Transcribe only the part of the listing below that begins at the line containing "Thanks for the photo. Could you please mark the player standing" and runs to its final line, keeping both ends.

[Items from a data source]
● ● ● ● ●

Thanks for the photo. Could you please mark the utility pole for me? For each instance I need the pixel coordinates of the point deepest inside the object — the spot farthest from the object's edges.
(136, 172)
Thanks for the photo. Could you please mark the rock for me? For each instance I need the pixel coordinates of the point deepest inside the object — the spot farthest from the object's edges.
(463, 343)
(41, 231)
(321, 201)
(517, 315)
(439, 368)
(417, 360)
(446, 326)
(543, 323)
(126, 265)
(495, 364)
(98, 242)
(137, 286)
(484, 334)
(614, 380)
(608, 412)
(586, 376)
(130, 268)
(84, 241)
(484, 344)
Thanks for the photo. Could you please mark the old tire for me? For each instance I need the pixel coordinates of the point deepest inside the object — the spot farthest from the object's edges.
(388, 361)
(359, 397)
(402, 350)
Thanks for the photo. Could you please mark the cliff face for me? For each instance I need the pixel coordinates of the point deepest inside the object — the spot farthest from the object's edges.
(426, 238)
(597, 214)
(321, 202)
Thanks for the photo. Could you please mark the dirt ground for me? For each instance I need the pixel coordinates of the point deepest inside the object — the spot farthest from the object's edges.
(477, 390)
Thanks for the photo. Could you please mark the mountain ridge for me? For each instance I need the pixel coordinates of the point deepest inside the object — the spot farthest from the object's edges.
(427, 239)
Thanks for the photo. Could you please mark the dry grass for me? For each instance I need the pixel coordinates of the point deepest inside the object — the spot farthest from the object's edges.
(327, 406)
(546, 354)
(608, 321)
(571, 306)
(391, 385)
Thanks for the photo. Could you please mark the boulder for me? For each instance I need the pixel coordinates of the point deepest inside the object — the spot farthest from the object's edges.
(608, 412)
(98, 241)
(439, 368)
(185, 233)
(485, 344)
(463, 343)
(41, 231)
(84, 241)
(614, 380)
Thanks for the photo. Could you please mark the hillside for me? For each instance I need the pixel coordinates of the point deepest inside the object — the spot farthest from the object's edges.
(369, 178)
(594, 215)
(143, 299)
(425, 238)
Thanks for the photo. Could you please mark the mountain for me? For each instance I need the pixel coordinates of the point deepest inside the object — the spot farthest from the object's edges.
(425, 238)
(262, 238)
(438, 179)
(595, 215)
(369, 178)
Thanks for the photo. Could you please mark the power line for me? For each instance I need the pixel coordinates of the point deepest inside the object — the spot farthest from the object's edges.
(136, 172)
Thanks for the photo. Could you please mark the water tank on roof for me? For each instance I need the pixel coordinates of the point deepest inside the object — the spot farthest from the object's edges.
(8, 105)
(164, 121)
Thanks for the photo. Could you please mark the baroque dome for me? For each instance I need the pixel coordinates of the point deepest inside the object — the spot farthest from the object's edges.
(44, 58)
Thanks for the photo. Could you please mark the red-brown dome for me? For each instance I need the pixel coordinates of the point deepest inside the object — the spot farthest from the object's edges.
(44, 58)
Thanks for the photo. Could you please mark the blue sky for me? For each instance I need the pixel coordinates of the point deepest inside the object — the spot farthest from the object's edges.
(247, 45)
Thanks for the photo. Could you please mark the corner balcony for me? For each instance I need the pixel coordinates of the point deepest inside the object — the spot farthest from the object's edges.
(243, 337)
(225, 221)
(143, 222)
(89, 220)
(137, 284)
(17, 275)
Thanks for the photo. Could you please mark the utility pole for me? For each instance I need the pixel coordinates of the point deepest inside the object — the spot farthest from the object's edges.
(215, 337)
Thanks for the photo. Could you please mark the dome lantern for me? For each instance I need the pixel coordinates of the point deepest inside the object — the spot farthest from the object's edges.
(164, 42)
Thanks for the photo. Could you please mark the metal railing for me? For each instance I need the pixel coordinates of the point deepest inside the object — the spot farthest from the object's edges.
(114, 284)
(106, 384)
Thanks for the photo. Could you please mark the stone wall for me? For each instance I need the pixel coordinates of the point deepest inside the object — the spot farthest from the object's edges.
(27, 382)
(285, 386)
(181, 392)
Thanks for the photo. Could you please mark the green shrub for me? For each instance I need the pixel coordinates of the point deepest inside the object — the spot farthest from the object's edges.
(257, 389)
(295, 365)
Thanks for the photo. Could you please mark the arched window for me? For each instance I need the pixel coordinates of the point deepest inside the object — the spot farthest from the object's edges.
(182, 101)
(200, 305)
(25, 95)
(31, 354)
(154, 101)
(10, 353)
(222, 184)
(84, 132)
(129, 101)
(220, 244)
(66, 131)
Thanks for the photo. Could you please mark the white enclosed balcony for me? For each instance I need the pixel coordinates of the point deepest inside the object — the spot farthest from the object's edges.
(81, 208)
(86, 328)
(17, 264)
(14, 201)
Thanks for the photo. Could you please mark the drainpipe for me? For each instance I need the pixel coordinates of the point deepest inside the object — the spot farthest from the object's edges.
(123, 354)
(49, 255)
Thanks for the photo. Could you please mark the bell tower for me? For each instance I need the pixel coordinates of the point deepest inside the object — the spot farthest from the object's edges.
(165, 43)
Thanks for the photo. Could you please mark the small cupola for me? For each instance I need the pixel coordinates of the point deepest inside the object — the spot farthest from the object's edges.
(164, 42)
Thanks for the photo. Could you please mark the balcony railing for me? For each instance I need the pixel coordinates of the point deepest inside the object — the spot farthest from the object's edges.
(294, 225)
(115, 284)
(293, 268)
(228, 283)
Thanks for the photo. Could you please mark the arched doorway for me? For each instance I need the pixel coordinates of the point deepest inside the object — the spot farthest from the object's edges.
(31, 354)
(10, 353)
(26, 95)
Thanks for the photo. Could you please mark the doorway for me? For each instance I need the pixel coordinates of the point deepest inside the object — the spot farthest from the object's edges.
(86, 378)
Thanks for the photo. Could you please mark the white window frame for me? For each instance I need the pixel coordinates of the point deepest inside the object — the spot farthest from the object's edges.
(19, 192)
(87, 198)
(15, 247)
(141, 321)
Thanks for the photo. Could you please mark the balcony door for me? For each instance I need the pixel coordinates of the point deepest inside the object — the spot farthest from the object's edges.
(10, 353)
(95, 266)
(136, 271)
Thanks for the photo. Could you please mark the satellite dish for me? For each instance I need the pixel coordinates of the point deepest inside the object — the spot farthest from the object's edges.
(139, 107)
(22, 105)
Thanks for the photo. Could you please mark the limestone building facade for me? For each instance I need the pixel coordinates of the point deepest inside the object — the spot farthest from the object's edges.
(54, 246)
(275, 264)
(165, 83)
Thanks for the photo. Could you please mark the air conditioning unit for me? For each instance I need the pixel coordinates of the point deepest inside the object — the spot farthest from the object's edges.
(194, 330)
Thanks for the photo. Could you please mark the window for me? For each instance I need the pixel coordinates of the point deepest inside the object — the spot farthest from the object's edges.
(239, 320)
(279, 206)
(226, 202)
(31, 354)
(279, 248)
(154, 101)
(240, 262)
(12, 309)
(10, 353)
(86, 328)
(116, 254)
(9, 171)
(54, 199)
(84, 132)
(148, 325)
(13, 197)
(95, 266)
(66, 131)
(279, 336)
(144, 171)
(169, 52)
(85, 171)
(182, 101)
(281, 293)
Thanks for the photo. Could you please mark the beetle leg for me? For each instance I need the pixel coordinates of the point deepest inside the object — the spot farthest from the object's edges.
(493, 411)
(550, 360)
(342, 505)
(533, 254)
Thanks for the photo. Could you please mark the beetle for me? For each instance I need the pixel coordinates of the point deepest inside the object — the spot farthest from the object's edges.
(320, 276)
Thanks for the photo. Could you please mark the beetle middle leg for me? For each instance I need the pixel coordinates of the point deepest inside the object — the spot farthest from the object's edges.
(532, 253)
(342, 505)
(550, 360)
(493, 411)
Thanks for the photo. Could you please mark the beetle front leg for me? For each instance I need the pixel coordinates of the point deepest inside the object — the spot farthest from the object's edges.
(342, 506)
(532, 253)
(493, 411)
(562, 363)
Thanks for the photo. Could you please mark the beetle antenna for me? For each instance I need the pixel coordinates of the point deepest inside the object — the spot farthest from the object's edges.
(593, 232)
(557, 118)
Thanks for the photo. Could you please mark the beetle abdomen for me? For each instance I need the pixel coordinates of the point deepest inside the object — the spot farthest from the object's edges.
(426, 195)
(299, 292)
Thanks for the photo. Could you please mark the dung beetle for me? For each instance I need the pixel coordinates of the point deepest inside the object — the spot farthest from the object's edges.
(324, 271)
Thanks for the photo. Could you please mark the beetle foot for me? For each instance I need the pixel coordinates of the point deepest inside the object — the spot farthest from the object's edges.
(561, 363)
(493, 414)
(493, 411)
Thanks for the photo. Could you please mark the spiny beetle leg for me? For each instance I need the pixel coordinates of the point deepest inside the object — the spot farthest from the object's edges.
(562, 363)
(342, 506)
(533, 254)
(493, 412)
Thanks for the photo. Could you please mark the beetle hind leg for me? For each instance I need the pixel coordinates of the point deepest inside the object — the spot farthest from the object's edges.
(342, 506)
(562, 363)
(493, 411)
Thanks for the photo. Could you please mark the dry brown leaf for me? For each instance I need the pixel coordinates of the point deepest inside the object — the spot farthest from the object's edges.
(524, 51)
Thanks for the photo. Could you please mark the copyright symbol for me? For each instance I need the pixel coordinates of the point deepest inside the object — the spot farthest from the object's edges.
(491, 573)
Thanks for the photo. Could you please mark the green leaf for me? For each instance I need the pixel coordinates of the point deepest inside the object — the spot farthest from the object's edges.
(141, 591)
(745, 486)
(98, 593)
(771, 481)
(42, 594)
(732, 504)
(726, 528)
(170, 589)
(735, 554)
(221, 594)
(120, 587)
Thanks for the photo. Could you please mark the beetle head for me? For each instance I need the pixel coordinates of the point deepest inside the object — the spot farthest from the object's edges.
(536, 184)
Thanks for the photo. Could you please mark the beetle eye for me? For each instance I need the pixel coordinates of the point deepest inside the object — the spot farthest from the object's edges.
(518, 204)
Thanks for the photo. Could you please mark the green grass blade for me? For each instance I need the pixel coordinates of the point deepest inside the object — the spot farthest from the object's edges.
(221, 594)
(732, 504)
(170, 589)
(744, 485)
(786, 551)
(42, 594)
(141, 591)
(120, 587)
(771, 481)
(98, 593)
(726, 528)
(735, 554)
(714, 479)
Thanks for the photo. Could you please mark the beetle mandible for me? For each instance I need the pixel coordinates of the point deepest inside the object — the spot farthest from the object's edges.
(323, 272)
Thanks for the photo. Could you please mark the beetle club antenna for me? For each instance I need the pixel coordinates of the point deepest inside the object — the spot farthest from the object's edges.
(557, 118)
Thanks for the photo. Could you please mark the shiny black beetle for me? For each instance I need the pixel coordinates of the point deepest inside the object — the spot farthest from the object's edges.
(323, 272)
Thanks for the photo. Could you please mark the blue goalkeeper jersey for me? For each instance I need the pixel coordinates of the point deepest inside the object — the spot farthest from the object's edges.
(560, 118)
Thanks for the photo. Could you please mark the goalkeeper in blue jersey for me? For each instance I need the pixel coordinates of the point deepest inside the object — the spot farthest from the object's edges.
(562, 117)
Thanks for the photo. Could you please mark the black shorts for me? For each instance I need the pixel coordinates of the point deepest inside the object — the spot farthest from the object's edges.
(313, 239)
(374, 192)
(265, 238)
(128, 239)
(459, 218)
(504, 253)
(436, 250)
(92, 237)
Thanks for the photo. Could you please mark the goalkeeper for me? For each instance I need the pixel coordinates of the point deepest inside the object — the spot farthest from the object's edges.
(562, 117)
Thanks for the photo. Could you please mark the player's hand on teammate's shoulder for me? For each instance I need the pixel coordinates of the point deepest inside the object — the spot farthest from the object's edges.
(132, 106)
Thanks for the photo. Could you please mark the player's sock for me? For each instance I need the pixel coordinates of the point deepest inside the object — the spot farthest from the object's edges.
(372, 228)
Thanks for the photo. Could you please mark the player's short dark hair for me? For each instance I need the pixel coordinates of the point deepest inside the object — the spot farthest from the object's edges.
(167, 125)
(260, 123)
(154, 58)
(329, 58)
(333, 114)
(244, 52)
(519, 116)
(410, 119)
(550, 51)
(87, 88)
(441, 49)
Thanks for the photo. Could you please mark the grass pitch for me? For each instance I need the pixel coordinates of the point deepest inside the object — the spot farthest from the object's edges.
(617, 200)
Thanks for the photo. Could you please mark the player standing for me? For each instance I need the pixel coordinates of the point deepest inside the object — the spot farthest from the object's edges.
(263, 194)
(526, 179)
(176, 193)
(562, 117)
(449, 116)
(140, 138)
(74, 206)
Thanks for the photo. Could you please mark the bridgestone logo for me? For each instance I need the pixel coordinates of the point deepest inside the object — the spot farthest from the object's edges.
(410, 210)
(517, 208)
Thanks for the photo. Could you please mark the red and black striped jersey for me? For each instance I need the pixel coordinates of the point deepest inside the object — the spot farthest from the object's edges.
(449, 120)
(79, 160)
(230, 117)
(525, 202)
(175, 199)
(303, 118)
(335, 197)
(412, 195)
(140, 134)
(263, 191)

● ● ● ● ●

> **RESPONSE**:
Thanks for the photo. Could you please mark the player standing for me? For each instance I need the pixel coordinates of the point deepest inside the object — the spot farthest from the object's edges.
(263, 194)
(526, 179)
(176, 193)
(562, 117)
(449, 116)
(140, 138)
(74, 206)
Thanks for the photo. Could you please mark the bridgestone logo for me? For each instance I need the pixel coordinates of the point deepest inside the object — the spot farthest from the object's edges.
(410, 210)
(517, 208)
Thanks for the photo. Could you please mark the red and black striped jersey for me? For each instance I need the pixel coordinates of the point deepest inside the object — the spot farthest from the object's edges.
(449, 120)
(79, 160)
(230, 117)
(525, 202)
(175, 199)
(303, 118)
(335, 197)
(412, 195)
(140, 134)
(263, 191)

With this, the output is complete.